◆ **WHAT IS EXPECTED**
"Pin the road" appears in one line; retype that line and all lines following it through the end of the records, with nothing left out or added.

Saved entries
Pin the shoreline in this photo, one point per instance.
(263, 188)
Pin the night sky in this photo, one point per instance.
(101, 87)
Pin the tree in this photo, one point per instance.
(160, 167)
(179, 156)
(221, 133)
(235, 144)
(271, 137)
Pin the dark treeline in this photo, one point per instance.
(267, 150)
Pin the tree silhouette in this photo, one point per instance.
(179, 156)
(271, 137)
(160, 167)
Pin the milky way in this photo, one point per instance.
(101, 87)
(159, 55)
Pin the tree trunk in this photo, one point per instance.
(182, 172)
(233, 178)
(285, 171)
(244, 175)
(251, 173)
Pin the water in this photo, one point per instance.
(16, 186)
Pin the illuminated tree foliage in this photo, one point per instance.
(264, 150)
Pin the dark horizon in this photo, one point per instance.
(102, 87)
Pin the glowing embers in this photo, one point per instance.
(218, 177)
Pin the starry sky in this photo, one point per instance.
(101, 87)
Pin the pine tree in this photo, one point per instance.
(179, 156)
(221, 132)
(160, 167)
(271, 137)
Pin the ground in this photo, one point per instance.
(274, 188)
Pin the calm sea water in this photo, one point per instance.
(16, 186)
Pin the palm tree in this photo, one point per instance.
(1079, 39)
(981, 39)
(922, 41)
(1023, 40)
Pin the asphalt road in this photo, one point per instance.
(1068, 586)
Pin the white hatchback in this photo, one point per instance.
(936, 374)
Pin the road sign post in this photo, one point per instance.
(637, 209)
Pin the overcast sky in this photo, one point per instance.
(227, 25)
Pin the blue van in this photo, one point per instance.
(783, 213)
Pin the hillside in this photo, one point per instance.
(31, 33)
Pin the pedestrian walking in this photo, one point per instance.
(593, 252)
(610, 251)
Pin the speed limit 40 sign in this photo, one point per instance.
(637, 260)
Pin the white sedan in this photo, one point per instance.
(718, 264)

◆ **SOLVED EXERCISE**
Pin the road sign post in this photo, one point per instance.
(637, 209)
Pin the overcast sky in this photo, one point per instance.
(227, 25)
Pin the blue van in this photo, one point per instance.
(783, 213)
Pin the hillside in this photo, one point per instance.
(31, 33)
Pin the pedestrian walking in this photo, one point per instance.
(593, 252)
(610, 251)
Pin the speed limit 40 sign in this photo, one point per instance.
(637, 260)
Pin the white sedan in this photo, one point per instance.
(718, 264)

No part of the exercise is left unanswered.